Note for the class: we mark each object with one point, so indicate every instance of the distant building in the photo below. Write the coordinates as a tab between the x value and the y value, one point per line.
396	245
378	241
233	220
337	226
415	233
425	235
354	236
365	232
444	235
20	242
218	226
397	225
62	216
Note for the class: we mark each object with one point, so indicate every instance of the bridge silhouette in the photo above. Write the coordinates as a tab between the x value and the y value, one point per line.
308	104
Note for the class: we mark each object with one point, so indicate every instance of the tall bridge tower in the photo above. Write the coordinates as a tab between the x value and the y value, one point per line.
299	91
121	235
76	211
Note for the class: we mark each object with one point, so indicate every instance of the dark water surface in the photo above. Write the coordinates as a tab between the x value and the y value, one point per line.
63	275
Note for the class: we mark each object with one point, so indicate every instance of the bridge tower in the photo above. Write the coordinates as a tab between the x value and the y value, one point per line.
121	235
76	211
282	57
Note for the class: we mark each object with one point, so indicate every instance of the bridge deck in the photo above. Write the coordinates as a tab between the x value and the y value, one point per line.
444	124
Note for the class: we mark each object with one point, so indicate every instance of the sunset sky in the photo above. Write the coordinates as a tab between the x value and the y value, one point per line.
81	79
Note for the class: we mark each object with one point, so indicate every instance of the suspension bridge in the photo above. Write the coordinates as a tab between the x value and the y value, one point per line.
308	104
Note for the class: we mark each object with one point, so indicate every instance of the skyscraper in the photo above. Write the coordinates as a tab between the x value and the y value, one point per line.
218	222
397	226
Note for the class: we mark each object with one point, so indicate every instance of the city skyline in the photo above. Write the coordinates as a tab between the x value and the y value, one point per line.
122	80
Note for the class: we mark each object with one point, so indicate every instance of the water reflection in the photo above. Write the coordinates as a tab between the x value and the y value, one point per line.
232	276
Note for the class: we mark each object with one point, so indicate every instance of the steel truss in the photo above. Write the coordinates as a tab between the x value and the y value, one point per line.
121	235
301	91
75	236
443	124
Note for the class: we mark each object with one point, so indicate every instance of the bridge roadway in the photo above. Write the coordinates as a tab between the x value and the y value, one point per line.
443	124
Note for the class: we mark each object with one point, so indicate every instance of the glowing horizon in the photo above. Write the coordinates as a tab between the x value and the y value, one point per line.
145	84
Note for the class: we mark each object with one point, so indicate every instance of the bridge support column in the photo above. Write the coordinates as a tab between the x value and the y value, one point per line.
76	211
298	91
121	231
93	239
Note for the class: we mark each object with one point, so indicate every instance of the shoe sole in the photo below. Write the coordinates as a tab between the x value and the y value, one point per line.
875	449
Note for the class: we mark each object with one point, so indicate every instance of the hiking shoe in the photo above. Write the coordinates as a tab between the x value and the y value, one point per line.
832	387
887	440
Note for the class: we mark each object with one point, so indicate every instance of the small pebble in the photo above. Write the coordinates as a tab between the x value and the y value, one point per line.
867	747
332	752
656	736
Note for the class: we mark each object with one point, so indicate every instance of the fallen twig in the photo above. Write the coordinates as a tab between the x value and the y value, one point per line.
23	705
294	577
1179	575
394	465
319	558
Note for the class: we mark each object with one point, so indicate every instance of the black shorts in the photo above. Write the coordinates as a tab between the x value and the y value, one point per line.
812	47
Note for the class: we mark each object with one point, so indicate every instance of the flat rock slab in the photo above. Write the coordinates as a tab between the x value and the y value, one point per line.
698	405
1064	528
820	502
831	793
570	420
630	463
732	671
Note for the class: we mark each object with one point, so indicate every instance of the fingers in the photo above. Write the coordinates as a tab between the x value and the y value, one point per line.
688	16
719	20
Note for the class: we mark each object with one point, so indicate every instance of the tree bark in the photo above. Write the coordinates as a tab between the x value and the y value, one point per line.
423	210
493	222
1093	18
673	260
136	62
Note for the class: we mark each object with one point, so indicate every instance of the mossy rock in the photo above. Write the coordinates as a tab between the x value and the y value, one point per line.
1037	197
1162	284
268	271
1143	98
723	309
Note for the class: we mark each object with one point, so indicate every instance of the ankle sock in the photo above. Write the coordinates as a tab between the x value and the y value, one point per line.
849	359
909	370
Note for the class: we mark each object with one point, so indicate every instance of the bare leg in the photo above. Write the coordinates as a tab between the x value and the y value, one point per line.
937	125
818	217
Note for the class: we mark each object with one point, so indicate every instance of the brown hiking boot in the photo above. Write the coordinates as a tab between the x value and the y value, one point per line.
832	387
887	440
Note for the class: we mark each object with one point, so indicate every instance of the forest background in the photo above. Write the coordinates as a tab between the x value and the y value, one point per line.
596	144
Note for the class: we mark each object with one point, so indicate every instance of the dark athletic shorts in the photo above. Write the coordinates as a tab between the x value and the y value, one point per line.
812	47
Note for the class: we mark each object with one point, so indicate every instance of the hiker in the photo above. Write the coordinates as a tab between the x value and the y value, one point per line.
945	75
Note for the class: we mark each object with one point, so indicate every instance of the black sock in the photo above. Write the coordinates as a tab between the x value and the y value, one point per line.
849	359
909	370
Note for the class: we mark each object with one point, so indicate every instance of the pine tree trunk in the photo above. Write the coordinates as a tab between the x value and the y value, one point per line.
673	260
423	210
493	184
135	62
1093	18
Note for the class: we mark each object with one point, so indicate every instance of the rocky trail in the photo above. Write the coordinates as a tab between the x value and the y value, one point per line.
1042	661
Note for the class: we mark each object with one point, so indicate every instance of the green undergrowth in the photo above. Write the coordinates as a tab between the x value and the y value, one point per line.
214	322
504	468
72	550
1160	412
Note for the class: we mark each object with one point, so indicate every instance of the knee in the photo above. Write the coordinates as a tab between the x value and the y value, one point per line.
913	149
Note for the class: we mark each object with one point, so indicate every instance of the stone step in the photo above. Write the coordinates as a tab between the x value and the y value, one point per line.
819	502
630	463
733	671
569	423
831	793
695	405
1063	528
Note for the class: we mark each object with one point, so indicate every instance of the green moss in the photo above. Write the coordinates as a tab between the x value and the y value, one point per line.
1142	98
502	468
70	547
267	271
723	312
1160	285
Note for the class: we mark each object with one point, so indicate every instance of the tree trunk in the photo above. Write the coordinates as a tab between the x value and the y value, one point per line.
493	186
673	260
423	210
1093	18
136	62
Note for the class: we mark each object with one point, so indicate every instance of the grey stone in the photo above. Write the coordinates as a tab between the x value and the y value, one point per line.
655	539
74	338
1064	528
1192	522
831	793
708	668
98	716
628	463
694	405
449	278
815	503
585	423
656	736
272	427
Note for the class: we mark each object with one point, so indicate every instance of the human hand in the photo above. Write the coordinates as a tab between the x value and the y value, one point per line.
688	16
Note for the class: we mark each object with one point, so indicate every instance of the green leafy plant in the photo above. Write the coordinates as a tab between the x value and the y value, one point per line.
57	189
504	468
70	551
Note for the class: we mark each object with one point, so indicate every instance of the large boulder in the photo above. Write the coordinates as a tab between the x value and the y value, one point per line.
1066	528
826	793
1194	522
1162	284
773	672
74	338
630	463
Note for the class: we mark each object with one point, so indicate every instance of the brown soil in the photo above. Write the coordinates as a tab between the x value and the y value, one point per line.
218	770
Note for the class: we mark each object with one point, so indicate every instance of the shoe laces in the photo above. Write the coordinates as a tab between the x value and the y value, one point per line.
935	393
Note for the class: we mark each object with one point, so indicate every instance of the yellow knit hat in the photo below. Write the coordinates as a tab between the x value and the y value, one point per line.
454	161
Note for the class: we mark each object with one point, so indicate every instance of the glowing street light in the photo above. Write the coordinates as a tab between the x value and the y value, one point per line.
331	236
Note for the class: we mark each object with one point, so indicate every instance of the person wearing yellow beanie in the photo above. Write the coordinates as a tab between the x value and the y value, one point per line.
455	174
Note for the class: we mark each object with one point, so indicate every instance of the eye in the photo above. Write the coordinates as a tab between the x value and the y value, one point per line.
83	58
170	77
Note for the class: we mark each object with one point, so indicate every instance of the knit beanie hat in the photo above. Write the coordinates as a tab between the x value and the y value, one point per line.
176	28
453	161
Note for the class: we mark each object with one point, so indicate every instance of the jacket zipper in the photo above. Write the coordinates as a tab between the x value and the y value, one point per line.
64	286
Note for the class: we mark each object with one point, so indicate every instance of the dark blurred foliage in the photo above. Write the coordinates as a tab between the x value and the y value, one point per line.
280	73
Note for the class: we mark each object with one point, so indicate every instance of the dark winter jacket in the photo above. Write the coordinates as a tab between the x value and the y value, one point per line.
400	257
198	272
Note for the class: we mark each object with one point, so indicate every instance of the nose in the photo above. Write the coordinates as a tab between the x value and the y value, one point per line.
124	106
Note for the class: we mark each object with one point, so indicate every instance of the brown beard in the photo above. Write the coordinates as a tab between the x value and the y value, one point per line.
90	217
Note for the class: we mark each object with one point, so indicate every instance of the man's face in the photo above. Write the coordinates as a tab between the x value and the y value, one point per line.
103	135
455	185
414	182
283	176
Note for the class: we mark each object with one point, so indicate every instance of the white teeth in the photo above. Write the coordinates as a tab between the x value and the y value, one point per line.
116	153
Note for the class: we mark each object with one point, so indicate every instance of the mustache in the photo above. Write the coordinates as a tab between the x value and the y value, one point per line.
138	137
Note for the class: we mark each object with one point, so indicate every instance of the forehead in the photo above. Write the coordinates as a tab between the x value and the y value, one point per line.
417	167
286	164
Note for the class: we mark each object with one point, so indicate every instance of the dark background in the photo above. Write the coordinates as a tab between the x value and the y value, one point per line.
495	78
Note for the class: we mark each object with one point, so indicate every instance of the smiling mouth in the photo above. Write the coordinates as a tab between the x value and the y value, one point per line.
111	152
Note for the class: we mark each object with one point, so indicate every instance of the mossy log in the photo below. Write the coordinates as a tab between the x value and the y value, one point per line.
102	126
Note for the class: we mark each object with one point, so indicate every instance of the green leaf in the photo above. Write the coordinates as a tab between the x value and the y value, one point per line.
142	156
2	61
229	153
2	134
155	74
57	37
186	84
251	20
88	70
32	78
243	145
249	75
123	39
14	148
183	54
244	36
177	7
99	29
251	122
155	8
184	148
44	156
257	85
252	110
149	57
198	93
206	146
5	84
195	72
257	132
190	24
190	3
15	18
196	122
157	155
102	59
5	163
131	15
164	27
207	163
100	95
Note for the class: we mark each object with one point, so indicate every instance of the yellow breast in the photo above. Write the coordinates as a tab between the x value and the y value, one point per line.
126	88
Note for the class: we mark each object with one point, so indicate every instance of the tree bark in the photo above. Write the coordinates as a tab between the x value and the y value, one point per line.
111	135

* * * * * * *

Aim of the exercise
Render the material from the line containing "green leaf in" through the end of the material as a Markdown table with the columns Row and Line, numbering each row and skipping blank lines.

The completed task
| Row | Line |
|---|---|
| 1 | Note for the class: we mark each object with one point, so indicate every instance of the green leaf in the photo above. Write the coordinates as a tab between the x value and the y value, one point per line. |
| 2 | 142	156 |
| 3 | 2	61 |
| 4 | 229	153 |
| 5 | 2	134 |
| 6 | 155	74 |
| 7 | 57	37 |
| 8 | 186	84 |
| 9 | 251	20 |
| 10 | 88	70 |
| 11 | 32	78 |
| 12 | 243	145 |
| 13 | 249	75 |
| 14 | 123	39 |
| 15 | 14	148 |
| 16 | 183	54 |
| 17 | 244	36 |
| 18 | 177	7 |
| 19 | 99	29 |
| 20 | 251	122 |
| 21 | 155	8 |
| 22 | 184	148 |
| 23 | 44	156 |
| 24 | 257	85 |
| 25 | 252	110 |
| 26 | 149	57 |
| 27 | 198	93 |
| 28 | 206	146 |
| 29 | 5	84 |
| 30 | 195	72 |
| 31 | 257	132 |
| 32 | 190	24 |
| 33 | 190	3 |
| 34 | 15	18 |
| 35 | 196	122 |
| 36 | 157	155 |
| 37 | 102	59 |
| 38 | 5	163 |
| 39 | 131	15 |
| 40 | 164	27 |
| 41 | 207	163 |
| 42 | 100	95 |
| 43 | Note for the class: we mark each object with one point, so indicate every instance of the yellow breast in the photo above. Write the coordinates as a tab between the x value and the y value, one point per line. |
| 44 | 126	88 |
| 45 | Note for the class: we mark each object with one point, so indicate every instance of the tree bark in the photo above. Write the coordinates as a tab between the x value and the y value, one point per line. |
| 46 | 111	135 |